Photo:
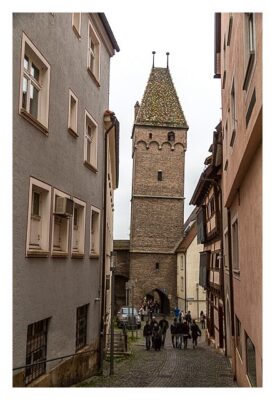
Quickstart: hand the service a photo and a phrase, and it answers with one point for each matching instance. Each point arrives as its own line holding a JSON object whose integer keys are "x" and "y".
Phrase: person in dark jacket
{"x": 186, "y": 333}
{"x": 164, "y": 325}
{"x": 195, "y": 332}
{"x": 174, "y": 332}
{"x": 147, "y": 333}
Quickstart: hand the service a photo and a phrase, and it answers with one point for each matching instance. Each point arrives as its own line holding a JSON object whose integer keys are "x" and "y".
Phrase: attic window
{"x": 171, "y": 136}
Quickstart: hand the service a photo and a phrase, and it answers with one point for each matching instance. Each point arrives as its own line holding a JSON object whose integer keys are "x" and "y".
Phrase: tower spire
{"x": 153, "y": 52}
{"x": 167, "y": 54}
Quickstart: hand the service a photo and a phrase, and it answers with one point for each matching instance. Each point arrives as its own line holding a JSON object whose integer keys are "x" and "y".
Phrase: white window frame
{"x": 95, "y": 236}
{"x": 72, "y": 113}
{"x": 40, "y": 222}
{"x": 78, "y": 231}
{"x": 90, "y": 142}
{"x": 42, "y": 85}
{"x": 76, "y": 24}
{"x": 64, "y": 226}
{"x": 93, "y": 53}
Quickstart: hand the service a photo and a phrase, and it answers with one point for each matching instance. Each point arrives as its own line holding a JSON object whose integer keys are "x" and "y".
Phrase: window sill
{"x": 34, "y": 121}
{"x": 90, "y": 166}
{"x": 94, "y": 255}
{"x": 37, "y": 253}
{"x": 59, "y": 254}
{"x": 94, "y": 78}
{"x": 77, "y": 255}
{"x": 72, "y": 132}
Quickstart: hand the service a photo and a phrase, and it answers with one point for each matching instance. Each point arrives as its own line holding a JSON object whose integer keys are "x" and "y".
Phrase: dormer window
{"x": 171, "y": 136}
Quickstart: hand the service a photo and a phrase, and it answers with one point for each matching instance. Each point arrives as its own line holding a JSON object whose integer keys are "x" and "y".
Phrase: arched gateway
{"x": 157, "y": 203}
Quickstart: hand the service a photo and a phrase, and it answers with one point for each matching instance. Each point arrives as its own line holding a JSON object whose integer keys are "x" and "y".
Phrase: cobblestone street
{"x": 200, "y": 367}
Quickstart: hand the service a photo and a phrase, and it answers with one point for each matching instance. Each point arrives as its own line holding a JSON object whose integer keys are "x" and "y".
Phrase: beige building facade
{"x": 238, "y": 55}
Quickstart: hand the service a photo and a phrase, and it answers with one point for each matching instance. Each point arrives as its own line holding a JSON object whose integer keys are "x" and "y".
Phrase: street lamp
{"x": 112, "y": 269}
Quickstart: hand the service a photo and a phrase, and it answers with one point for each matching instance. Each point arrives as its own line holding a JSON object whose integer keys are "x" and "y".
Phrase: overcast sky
{"x": 189, "y": 37}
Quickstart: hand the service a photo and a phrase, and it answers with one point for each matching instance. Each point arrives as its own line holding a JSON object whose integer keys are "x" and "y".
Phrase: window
{"x": 34, "y": 86}
{"x": 251, "y": 361}
{"x": 95, "y": 232}
{"x": 238, "y": 335}
{"x": 72, "y": 116}
{"x": 36, "y": 351}
{"x": 78, "y": 228}
{"x": 171, "y": 136}
{"x": 233, "y": 110}
{"x": 90, "y": 142}
{"x": 38, "y": 229}
{"x": 76, "y": 22}
{"x": 235, "y": 246}
{"x": 81, "y": 326}
{"x": 60, "y": 225}
{"x": 93, "y": 53}
{"x": 249, "y": 47}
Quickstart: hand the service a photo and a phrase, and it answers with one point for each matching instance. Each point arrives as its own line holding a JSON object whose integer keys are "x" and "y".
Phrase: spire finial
{"x": 153, "y": 52}
{"x": 167, "y": 54}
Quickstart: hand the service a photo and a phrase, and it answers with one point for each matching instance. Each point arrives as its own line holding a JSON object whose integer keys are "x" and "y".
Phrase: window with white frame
{"x": 235, "y": 246}
{"x": 72, "y": 116}
{"x": 60, "y": 223}
{"x": 38, "y": 218}
{"x": 94, "y": 232}
{"x": 78, "y": 228}
{"x": 93, "y": 52}
{"x": 76, "y": 23}
{"x": 90, "y": 147}
{"x": 35, "y": 85}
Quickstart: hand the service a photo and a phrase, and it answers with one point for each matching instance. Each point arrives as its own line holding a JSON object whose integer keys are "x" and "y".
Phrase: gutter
{"x": 114, "y": 123}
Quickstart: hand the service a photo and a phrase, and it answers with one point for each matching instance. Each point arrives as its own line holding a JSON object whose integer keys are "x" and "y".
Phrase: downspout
{"x": 233, "y": 344}
{"x": 103, "y": 271}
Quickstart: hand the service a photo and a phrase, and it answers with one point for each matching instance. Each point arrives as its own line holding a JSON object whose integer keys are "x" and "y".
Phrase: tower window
{"x": 171, "y": 136}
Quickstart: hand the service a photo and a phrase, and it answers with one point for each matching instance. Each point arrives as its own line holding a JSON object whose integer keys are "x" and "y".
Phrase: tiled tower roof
{"x": 160, "y": 105}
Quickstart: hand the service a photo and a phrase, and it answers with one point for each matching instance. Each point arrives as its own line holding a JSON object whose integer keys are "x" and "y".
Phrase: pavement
{"x": 203, "y": 366}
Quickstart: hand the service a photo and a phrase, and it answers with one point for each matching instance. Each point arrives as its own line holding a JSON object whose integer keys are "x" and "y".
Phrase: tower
{"x": 157, "y": 204}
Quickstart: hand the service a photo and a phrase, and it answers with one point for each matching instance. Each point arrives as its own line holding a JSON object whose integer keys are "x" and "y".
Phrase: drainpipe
{"x": 103, "y": 271}
{"x": 233, "y": 344}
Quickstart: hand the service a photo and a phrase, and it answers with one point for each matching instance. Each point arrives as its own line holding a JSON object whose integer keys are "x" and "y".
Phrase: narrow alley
{"x": 170, "y": 367}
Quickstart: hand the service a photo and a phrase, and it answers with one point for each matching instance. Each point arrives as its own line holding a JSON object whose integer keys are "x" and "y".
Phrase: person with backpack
{"x": 195, "y": 332}
{"x": 147, "y": 333}
{"x": 163, "y": 324}
{"x": 174, "y": 333}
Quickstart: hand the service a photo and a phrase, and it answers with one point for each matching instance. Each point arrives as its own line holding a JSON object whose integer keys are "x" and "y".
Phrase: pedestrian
{"x": 188, "y": 317}
{"x": 164, "y": 325}
{"x": 195, "y": 332}
{"x": 202, "y": 320}
{"x": 147, "y": 333}
{"x": 180, "y": 333}
{"x": 186, "y": 333}
{"x": 156, "y": 336}
{"x": 174, "y": 332}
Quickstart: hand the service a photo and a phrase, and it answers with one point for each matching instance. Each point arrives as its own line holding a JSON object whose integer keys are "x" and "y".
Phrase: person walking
{"x": 195, "y": 332}
{"x": 147, "y": 333}
{"x": 174, "y": 332}
{"x": 186, "y": 334}
{"x": 202, "y": 320}
{"x": 164, "y": 325}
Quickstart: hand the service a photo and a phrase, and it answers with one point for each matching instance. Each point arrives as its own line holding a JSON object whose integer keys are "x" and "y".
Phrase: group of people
{"x": 155, "y": 333}
{"x": 182, "y": 329}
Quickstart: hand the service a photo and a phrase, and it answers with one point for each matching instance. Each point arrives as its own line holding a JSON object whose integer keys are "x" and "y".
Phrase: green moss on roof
{"x": 160, "y": 105}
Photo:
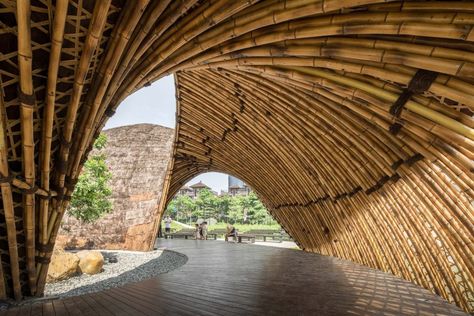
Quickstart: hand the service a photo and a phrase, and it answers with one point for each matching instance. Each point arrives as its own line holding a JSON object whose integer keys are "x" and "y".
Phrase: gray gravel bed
{"x": 130, "y": 267}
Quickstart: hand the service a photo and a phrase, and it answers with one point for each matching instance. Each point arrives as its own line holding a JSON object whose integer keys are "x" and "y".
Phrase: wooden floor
{"x": 238, "y": 279}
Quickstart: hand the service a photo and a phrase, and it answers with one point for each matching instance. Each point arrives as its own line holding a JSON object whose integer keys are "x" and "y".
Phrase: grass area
{"x": 174, "y": 227}
{"x": 246, "y": 227}
{"x": 240, "y": 227}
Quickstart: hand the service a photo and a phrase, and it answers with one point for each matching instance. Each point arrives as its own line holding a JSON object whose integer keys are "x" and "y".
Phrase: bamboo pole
{"x": 8, "y": 208}
{"x": 48, "y": 120}
{"x": 25, "y": 57}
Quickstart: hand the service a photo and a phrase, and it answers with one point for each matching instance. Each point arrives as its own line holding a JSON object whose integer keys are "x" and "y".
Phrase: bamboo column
{"x": 48, "y": 123}
{"x": 27, "y": 101}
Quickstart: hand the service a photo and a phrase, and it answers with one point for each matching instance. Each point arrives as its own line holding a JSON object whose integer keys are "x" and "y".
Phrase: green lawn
{"x": 240, "y": 227}
{"x": 245, "y": 227}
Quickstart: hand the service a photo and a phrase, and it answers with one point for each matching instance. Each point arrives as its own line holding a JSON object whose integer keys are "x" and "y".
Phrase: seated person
{"x": 197, "y": 231}
{"x": 231, "y": 232}
{"x": 204, "y": 230}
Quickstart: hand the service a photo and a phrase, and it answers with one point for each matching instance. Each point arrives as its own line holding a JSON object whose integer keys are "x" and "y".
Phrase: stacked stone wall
{"x": 137, "y": 157}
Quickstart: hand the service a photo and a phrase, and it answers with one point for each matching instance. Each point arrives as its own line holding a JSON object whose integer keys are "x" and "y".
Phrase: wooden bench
{"x": 180, "y": 234}
{"x": 266, "y": 233}
{"x": 250, "y": 238}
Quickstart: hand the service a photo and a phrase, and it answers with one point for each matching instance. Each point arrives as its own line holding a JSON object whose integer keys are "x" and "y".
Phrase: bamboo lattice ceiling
{"x": 351, "y": 119}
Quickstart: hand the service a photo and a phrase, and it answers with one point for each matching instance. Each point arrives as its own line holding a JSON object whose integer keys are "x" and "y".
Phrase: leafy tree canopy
{"x": 90, "y": 199}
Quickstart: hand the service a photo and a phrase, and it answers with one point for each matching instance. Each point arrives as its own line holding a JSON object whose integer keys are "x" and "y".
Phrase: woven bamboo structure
{"x": 358, "y": 112}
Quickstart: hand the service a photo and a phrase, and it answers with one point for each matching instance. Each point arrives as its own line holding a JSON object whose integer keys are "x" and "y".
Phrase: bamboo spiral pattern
{"x": 351, "y": 119}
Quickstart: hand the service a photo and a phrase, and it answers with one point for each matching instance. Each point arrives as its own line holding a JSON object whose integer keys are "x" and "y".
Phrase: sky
{"x": 156, "y": 104}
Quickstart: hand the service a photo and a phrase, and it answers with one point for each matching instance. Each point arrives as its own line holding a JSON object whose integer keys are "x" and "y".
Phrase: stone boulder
{"x": 90, "y": 262}
{"x": 63, "y": 266}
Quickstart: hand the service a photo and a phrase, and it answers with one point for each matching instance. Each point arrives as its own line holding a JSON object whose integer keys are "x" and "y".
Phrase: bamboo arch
{"x": 356, "y": 115}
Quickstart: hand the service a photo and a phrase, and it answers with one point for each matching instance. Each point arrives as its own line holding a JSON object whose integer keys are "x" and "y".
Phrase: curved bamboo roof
{"x": 351, "y": 119}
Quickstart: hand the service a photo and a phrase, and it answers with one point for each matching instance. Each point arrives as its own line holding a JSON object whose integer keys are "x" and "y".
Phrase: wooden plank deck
{"x": 239, "y": 279}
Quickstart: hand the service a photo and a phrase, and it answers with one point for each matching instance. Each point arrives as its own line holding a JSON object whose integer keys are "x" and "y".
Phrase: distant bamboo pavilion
{"x": 351, "y": 119}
★ ★ ★ ★ ★
● **What you have to do**
Which lines in the data above contain the string "window", counting only matches with the same letter case? Find each one and copy it out whole.

● **Final result**
Phrase: attic window
Phrase: white window frame
Phrase: window sill
Phrase: dormer window
Phrase: window
Phrase: window with white frame
Phrase: tower window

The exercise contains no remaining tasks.